◆ TASK DATA
Start
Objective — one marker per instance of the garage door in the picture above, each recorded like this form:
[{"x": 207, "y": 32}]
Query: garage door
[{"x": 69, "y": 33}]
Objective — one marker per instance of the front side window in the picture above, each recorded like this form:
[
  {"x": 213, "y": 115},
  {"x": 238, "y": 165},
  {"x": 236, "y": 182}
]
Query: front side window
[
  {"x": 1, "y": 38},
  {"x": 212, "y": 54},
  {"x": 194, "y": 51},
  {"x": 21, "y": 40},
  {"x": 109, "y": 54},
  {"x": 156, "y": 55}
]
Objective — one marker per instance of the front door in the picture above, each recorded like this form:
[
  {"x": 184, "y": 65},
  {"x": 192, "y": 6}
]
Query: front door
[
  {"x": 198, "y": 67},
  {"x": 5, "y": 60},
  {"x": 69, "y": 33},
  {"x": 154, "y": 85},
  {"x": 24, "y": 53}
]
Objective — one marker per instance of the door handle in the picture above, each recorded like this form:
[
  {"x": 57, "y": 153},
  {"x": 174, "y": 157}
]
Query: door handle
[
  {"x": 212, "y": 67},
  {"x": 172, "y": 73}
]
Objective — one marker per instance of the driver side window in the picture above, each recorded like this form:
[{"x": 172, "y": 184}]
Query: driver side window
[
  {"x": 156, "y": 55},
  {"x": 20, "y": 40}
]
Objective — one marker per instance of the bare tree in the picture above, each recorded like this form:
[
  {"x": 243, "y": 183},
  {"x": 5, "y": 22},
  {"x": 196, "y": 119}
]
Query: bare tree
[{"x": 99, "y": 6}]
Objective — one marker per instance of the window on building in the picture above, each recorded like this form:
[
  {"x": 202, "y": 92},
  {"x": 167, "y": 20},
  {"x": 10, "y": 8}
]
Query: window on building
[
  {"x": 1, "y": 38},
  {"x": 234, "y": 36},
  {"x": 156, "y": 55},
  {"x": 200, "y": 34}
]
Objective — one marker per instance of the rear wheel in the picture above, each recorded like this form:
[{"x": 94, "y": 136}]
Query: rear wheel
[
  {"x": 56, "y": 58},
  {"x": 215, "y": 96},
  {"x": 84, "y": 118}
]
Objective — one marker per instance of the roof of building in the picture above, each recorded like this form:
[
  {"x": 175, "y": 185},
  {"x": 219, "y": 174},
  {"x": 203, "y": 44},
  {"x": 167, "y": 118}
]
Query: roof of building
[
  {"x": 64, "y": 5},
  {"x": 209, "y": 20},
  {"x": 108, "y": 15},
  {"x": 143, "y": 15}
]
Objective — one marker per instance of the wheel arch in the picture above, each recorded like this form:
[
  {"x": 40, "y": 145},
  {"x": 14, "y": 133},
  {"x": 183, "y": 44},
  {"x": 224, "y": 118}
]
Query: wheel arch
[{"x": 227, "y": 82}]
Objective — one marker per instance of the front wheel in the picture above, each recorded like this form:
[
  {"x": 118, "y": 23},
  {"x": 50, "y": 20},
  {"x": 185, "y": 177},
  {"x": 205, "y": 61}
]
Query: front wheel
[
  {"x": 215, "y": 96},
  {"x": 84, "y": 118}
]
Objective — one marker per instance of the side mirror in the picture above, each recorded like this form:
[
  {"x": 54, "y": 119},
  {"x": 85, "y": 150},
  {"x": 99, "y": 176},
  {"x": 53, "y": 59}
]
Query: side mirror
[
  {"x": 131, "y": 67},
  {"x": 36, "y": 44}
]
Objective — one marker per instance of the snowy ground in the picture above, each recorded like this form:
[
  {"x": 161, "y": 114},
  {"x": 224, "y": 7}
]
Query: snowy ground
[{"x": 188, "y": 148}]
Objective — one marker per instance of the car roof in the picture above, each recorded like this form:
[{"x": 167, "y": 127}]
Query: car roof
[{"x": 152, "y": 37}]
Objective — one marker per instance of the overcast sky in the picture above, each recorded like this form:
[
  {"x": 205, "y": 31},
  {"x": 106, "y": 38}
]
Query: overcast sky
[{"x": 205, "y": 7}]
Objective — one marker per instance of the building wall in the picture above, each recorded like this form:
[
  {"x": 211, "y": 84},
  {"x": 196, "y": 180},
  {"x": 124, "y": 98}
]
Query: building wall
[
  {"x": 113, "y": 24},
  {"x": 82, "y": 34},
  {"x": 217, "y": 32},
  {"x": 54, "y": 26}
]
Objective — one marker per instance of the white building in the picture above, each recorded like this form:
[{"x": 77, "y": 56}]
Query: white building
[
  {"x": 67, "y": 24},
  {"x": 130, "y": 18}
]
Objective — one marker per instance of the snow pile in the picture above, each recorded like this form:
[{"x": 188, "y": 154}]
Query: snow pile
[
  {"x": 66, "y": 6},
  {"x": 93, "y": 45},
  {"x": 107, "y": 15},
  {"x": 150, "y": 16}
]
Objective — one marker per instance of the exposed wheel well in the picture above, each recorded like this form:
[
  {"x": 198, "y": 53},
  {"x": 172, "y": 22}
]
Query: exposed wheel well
End
◆ WHAT TO WORK ON
Rewrite every line of the material, requests included, starting with the line that contains "Objective — one marker per instance of the side" and going on through the end of the material. Multiply each coordinate in the answers by 0.55 and round it to a whole number, with halves rounding up, but leave every number inside the requests as it is.

◆ ANSWER TO THIS PROBLEM
Objective — one marker per instance of the side mirror in the picture above, each recorded like this form:
[
  {"x": 54, "y": 119},
  {"x": 85, "y": 150},
  {"x": 99, "y": 176},
  {"x": 53, "y": 59}
]
Query: side mirror
[
  {"x": 72, "y": 37},
  {"x": 20, "y": 24}
]
Objective — one marker per instance of the snowy ground in the picture above, each recorded like this form:
[
  {"x": 161, "y": 114},
  {"x": 224, "y": 7}
]
Query: snowy ground
[{"x": 103, "y": 81}]
Objective — one marker per instance of the car roof in the picture above, each recorded like this form:
[{"x": 167, "y": 127}]
Query: car roof
[{"x": 84, "y": 20}]
Objective — one marker per instance of the overcast sky in the picture above, each recorded like this form:
[
  {"x": 205, "y": 31},
  {"x": 106, "y": 38}
]
Query: overcast sky
[{"x": 113, "y": 4}]
Objective — one marker per instance of the building wall in the picture above, each recorded like this form:
[
  {"x": 211, "y": 84},
  {"x": 196, "y": 180},
  {"x": 124, "y": 98}
]
Query: building wall
[
  {"x": 62, "y": 13},
  {"x": 45, "y": 19},
  {"x": 119, "y": 18},
  {"x": 30, "y": 14}
]
Objective — one marker per instance of the white building in the picture above, each recorded like this form:
[{"x": 77, "y": 56}]
Query: white building
[
  {"x": 37, "y": 13},
  {"x": 72, "y": 10}
]
Objective — one marker per instance of the snow pile in the picture above, each recorded like this form:
[{"x": 188, "y": 154}]
Query: snow pile
[
  {"x": 36, "y": 3},
  {"x": 51, "y": 25},
  {"x": 59, "y": 8},
  {"x": 83, "y": 9}
]
Objective — one marker per instance of the exposed wheel well in the picture above, each recorded like this form:
[
  {"x": 198, "y": 53},
  {"x": 172, "y": 22}
]
Query: exposed wheel well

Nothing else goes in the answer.